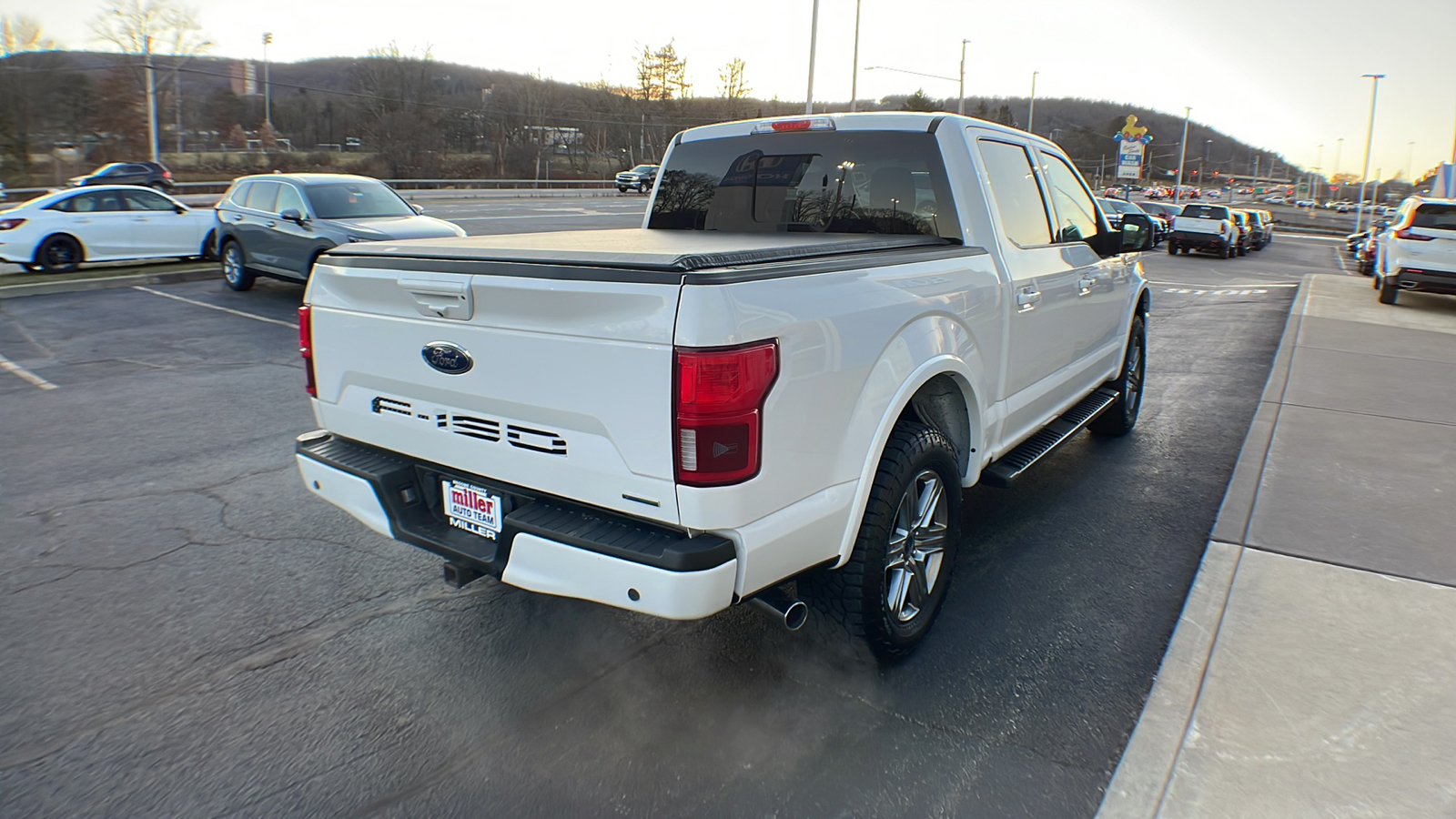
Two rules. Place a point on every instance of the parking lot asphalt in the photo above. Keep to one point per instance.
(188, 632)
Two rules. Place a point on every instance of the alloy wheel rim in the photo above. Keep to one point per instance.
(916, 550)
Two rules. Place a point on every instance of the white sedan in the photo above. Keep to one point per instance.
(60, 230)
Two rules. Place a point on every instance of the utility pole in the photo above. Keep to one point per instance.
(1031, 109)
(267, 80)
(1375, 85)
(152, 101)
(960, 104)
(1183, 155)
(808, 102)
(854, 79)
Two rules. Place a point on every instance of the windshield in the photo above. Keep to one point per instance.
(360, 198)
(808, 181)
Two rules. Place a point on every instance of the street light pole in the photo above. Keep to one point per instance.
(960, 106)
(854, 79)
(1183, 155)
(1375, 85)
(267, 80)
(808, 104)
(1031, 111)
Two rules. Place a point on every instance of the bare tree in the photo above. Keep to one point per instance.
(22, 34)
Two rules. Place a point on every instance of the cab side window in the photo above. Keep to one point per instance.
(1016, 193)
(288, 197)
(1077, 213)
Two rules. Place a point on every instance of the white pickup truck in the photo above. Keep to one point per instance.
(824, 329)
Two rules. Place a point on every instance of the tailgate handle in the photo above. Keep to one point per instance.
(444, 298)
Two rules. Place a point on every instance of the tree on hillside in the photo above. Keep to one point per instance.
(21, 34)
(662, 75)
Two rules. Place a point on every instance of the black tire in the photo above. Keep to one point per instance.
(1121, 416)
(916, 460)
(1390, 290)
(58, 254)
(235, 267)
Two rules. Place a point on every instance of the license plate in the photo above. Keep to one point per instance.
(473, 509)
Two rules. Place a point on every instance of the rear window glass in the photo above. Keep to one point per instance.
(1205, 212)
(1434, 215)
(360, 198)
(812, 181)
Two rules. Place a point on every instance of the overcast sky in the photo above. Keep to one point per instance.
(1283, 75)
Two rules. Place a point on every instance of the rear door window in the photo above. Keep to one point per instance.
(1016, 194)
(1434, 215)
(262, 197)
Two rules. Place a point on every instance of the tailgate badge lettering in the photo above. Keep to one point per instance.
(448, 358)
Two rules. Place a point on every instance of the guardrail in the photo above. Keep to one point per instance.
(397, 184)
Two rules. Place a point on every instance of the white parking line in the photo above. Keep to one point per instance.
(215, 307)
(24, 373)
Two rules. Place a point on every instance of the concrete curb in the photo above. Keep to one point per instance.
(102, 281)
(1142, 777)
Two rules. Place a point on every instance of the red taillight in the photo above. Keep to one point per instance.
(306, 347)
(718, 411)
(1405, 234)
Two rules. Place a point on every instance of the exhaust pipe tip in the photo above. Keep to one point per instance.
(790, 611)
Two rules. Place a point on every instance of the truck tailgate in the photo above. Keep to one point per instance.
(568, 390)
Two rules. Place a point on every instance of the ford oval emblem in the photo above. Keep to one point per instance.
(448, 358)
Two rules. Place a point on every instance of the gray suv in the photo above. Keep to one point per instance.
(278, 223)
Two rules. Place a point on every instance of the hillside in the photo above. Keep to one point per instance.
(426, 118)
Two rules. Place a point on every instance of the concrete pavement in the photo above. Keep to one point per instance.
(1314, 668)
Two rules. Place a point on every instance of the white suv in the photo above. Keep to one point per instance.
(1417, 251)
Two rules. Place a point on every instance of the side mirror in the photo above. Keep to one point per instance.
(1138, 232)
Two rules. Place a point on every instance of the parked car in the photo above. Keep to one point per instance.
(640, 178)
(1417, 249)
(60, 230)
(650, 417)
(278, 223)
(147, 174)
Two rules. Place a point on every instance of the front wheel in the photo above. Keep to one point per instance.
(235, 267)
(1121, 416)
(892, 589)
(58, 254)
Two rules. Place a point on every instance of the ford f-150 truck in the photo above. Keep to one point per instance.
(775, 388)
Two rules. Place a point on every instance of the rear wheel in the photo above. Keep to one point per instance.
(892, 589)
(1121, 416)
(235, 267)
(58, 254)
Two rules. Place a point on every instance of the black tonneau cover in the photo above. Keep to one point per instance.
(635, 248)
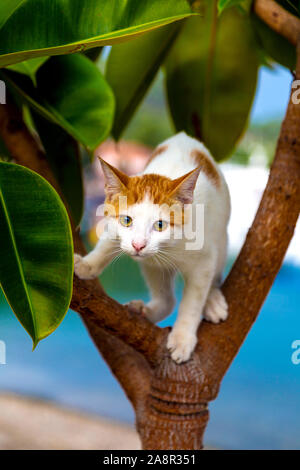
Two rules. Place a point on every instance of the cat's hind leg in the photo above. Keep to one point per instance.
(216, 308)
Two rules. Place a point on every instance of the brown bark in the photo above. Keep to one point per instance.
(171, 401)
(279, 19)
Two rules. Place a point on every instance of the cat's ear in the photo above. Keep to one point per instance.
(183, 187)
(115, 180)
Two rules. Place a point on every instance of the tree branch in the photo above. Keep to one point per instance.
(279, 19)
(254, 271)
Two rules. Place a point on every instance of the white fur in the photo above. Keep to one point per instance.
(164, 255)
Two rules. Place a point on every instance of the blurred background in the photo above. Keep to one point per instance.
(258, 406)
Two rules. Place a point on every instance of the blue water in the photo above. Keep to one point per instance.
(259, 403)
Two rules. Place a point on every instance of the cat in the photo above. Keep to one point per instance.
(181, 173)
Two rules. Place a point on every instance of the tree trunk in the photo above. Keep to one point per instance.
(170, 400)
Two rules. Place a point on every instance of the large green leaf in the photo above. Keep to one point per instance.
(29, 67)
(32, 28)
(131, 68)
(63, 155)
(244, 5)
(211, 77)
(36, 268)
(72, 93)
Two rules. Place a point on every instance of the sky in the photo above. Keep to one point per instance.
(272, 94)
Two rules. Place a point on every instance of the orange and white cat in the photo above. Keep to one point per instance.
(181, 173)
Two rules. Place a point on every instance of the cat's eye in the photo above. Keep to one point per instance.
(125, 220)
(160, 225)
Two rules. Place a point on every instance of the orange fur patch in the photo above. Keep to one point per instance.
(207, 167)
(156, 187)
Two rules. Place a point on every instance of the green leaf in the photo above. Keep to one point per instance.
(32, 28)
(36, 268)
(211, 75)
(72, 93)
(131, 68)
(63, 155)
(29, 67)
(242, 4)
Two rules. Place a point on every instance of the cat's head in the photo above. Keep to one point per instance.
(146, 211)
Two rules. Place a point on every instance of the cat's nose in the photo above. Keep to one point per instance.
(138, 246)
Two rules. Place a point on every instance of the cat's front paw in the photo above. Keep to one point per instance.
(138, 306)
(181, 344)
(83, 269)
(216, 308)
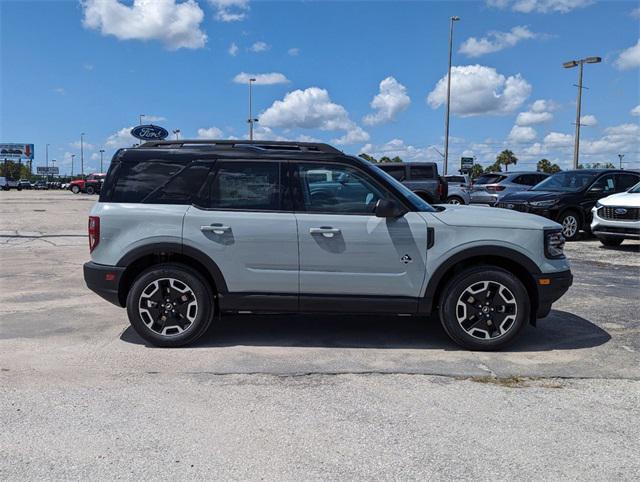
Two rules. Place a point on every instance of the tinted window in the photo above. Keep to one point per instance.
(349, 191)
(135, 181)
(245, 185)
(397, 172)
(422, 172)
(625, 181)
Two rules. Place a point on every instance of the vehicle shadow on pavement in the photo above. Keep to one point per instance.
(559, 331)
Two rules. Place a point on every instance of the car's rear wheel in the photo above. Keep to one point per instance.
(170, 305)
(570, 222)
(484, 308)
(611, 242)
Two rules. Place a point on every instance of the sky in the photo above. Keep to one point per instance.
(366, 76)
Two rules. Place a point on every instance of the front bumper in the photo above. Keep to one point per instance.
(551, 287)
(104, 280)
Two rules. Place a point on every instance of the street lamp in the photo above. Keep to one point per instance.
(251, 120)
(569, 65)
(446, 122)
(82, 154)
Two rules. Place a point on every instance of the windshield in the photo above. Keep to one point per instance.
(419, 203)
(571, 181)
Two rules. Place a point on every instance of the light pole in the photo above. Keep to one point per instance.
(251, 119)
(569, 65)
(446, 122)
(82, 154)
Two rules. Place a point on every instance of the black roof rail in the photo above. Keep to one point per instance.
(290, 146)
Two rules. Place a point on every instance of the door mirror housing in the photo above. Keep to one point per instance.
(388, 208)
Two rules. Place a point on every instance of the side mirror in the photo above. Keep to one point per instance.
(387, 208)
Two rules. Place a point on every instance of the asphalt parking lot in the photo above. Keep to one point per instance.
(292, 397)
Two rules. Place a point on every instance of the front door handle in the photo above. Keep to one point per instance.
(326, 231)
(215, 228)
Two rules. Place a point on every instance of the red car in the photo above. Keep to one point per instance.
(91, 184)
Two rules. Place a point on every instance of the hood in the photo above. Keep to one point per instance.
(522, 196)
(624, 199)
(479, 216)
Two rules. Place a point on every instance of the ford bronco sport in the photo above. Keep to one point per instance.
(185, 231)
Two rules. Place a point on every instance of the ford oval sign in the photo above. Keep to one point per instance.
(149, 133)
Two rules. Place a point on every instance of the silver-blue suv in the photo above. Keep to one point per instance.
(185, 231)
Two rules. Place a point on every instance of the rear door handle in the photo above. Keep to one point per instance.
(326, 231)
(215, 228)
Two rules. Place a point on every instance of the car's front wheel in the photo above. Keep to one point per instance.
(170, 305)
(570, 222)
(484, 308)
(611, 242)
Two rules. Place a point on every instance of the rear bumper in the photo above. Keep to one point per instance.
(104, 280)
(553, 289)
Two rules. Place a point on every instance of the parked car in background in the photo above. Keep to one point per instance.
(617, 217)
(6, 184)
(569, 196)
(92, 184)
(421, 177)
(459, 189)
(491, 187)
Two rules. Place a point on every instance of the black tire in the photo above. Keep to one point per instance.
(571, 225)
(146, 319)
(470, 329)
(611, 242)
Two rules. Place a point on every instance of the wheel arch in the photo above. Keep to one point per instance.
(506, 258)
(139, 259)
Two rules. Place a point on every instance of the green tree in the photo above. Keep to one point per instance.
(476, 171)
(544, 165)
(506, 158)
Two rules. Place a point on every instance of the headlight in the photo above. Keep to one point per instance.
(553, 244)
(544, 204)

** Brief **
Reproduce the listing from the line with "the rear window" up to and including the line with "(1138, 232)", keeping every request unchanged and adding 149 to each coordinate value in the answers.

** Written solution **
Two rules. Place a point on every instance of the rear window glass in the photo above. Keep to one point per instance.
(1354, 361)
(1583, 364)
(509, 347)
(961, 330)
Two rules. Place a point on every instance of the overcast sky in the photo above. Keep to one point per instance.
(1432, 224)
Two rules. Place a point on every instance of the rear door window in the photo above. Keep to one point per instance.
(1165, 343)
(1583, 364)
(411, 346)
Two rules. Place a point on every instance of the tailgate badge lettering in the photo above. Keep to one point per instance.
(597, 507)
Two rules. Place a point on every instance of the guardrail in the photo above. Keep to one point per instance.
(546, 333)
Two rules. Place a point on every instance of the white parking line in the photo above. Keep to one point per instance.
(364, 456)
(173, 522)
Two rules. Place a point on every instance of the concrete curb in the photo above. Keep to one point per instance.
(251, 430)
(1291, 926)
Two rules. Place a point on every instance of the red taillight in the photo above. Keep to one point per instance.
(455, 496)
(867, 560)
(1554, 383)
Two rules. Place a point on every instance of the exhaust pipe tip in the photo above. Keep to one point per instance.
(939, 760)
Two rules. Place a point on every instance of the truck tailgate in the photo above. Keep to one point per instance.
(717, 539)
Two rules. Place a point on every instance of the ford oval emblem in the photo above. Keep to one point per instance.
(597, 507)
Two rules. Place a point on every instance of the gray suv in the photo above. Keep to one point per instance.
(427, 372)
Two rules. Place a point on every instance of the hillside in the photo above. Keep to one point per instance.
(575, 267)
Two rules. Place a point on every instance of the concrete pavement in the photo above. Keep to one point per instance.
(1463, 817)
Two rules. Place a point on every instance of the white suv in the photo above. Keep to one point per instance.
(1566, 400)
Two rules. Place a point on every instance of the side mirror in the photo above. Keep to one point per instance.
(1287, 381)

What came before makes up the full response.